(Coordinate annotation listing)
┌──

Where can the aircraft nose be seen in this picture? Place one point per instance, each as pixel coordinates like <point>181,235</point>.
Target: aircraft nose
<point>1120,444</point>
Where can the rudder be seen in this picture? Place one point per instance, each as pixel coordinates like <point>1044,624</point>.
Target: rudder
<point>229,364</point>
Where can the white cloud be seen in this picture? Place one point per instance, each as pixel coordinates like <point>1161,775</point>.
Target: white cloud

└──

Please arrange every line of the listing above as a numbered list, leaving out any blank lines.

Final result:
1. Where can the aircraft nose be seen in this picture? Place one point per instance, each as pixel coordinates like <point>181,235</point>.
2. Target: aircraft nose
3. <point>1120,444</point>
4. Where can the rudder be seen in this picture? Place one point per instance, each as pixel coordinates like <point>1044,624</point>.
5. Target: rudder
6. <point>229,364</point>
7. Where can the white cloud be seen in this picture? Place one point per instance, each as pixel coordinates like <point>1161,775</point>.
8. Target: white cloud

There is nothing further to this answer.